Segment Start: DATASET CONTENT

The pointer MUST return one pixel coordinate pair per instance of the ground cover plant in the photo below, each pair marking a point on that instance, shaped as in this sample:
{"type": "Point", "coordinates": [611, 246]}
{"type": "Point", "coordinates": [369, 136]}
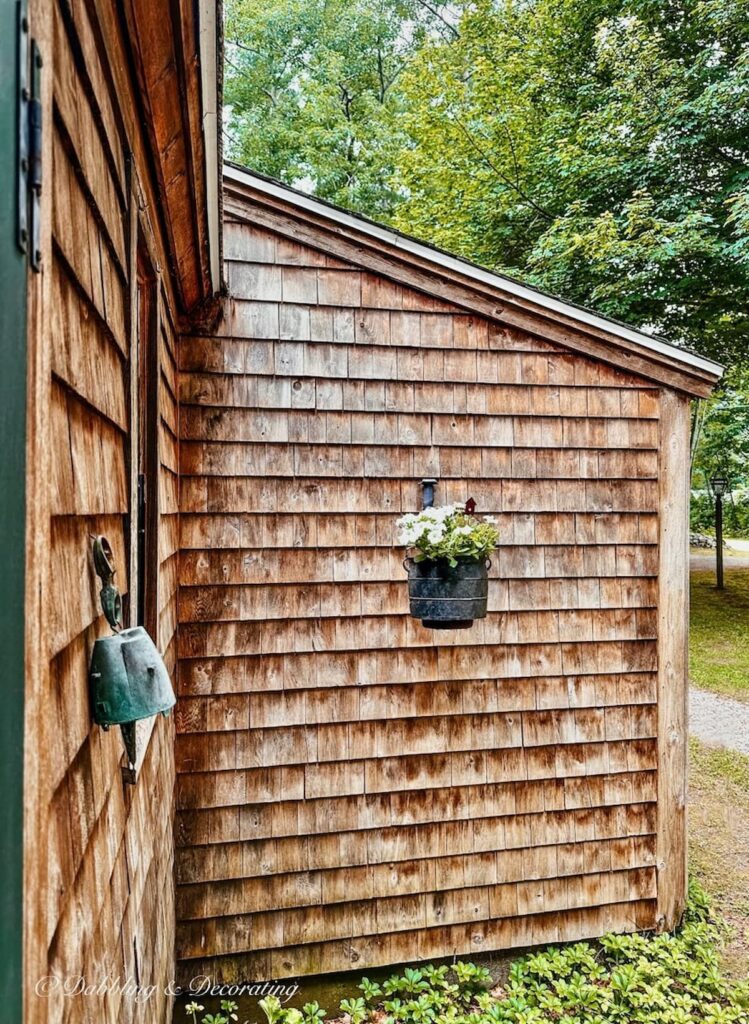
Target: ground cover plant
{"type": "Point", "coordinates": [621, 979]}
{"type": "Point", "coordinates": [719, 633]}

Segment End: DATASET CONTENT

TASK INSTRUCTIONS - Please restate the data word for word, leaving out any picture it holds.

ANSWER -
The pointer MUST return one pixel coordinate pair per instance of the ground cover plant in the photo below, each pair marking a point on that instance, shaped as in this sample:
{"type": "Point", "coordinates": [611, 246]}
{"type": "Point", "coordinates": [369, 136]}
Target: ground cover plant
{"type": "Point", "coordinates": [621, 979]}
{"type": "Point", "coordinates": [719, 633]}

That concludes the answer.